EXERCISE DIRECTIONS -
Reproduce every line of the listing below word for word, with nothing changed.

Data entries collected
= = = =

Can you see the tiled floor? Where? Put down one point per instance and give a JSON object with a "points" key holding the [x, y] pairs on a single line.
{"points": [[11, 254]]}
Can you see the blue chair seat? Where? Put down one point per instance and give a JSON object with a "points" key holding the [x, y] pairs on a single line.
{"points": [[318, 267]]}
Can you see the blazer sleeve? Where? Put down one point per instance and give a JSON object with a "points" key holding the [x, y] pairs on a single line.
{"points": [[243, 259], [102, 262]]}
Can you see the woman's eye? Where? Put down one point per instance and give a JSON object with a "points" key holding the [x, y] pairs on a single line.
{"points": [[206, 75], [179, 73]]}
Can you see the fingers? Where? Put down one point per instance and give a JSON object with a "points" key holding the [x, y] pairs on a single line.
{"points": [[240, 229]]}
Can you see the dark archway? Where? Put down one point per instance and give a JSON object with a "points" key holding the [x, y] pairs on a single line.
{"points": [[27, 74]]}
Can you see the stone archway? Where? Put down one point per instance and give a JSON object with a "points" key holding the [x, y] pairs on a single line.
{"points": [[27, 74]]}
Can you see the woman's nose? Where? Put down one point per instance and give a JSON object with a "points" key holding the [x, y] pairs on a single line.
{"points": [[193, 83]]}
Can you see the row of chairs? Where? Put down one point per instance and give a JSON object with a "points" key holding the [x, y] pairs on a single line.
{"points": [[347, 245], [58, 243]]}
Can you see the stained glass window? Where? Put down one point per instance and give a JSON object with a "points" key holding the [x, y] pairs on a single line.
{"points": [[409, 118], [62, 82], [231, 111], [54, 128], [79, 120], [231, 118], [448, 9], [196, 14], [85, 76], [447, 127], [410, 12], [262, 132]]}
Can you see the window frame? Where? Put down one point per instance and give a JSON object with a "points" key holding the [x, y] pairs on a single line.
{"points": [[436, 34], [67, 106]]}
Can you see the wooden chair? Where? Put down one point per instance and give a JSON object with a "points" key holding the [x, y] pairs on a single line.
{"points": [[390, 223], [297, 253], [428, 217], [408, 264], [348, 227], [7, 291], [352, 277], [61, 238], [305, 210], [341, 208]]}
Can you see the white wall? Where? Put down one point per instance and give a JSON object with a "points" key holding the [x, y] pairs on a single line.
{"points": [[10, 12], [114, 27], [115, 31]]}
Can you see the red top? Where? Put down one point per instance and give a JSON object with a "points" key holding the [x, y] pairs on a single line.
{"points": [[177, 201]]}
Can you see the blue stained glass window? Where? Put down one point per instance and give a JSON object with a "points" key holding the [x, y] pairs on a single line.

= = = =

EXPECTED ANSWER -
Can you see the tiled floor? Where? Put down one point per instance and give a JSON object with a "points" key holding the [x, y] pairs on a single line.
{"points": [[11, 254]]}
Can you see the blue chair seat? Where? Put down one point per instance and give a JSON object with a "points" key holding the [x, y] pairs on a single line.
{"points": [[318, 267]]}
Can you see the blazer sleeve? Where? Put down one point per instance and give a JSON object with a "points" key holding the [x, y] pairs on a single line.
{"points": [[243, 259], [102, 262]]}
Can you see the woman's eye? Where? Put down one point per instance and give a JSON object with a "points" key holding the [x, y] pairs on a single line.
{"points": [[206, 75], [179, 73]]}
Can you see the fingers? Where? Put down one point per instance and give a JSON object with a "points" key holding the [x, y] pairs on a single line.
{"points": [[240, 229]]}
Can you see the dark archway? Where? Put down one point per instance and give a JSON object with a "points" key holding the [x, y] pairs on a single line.
{"points": [[27, 74]]}
Can you see the stone archway? Where? Put down one point per instance and give a JSON object with a "points" key holding the [x, y] pairs on a single line.
{"points": [[27, 74]]}
Can you see the woman's nose? Where? Put down one point per instance and give a JSON object with a "points" key holding the [x, y] pairs on a single line.
{"points": [[193, 83]]}
Can you see the row of chairs? Where? Put down one point per instance and give a JSON object with a "points" key holding the [x, y] pairs on a single line.
{"points": [[347, 245], [58, 243]]}
Can you see the stained glass window? Where? Put down one point per instance and give a JSON object with a "points" key holding the [x, y] pairs on a single line.
{"points": [[409, 118], [62, 82], [231, 111], [54, 128], [79, 120], [231, 118], [448, 9], [196, 14], [85, 76], [447, 127], [410, 12], [262, 132]]}
Can you see the window frame? Where? Put down one point per instance and give a JSON object with a "points" key holding the [x, y] pairs on a single line.
{"points": [[436, 34], [67, 106]]}
Can you see the wooden chair? Where? Put down one point per instance and give a JSON object with a "points" key holding the [x, y] pairs on a single line.
{"points": [[390, 223], [297, 253], [428, 217], [408, 264], [348, 227], [7, 291], [352, 277], [61, 238], [305, 210], [341, 208]]}
Can you see the white wall? Where? Put down one point per instance and give a JSON object with a "points" key holding the [x, y] pairs on a single line.
{"points": [[10, 12], [114, 27], [115, 31]]}
Can you see the red top? Where? Put down one point per instance and give a JSON object with a "points" key holding the [x, y] pairs on a single line.
{"points": [[177, 201]]}
Can you see the blue stained glass window? Where? Put down one point per instance and give a JSON object with a "points" key holding the [x, y] pairs on a single line.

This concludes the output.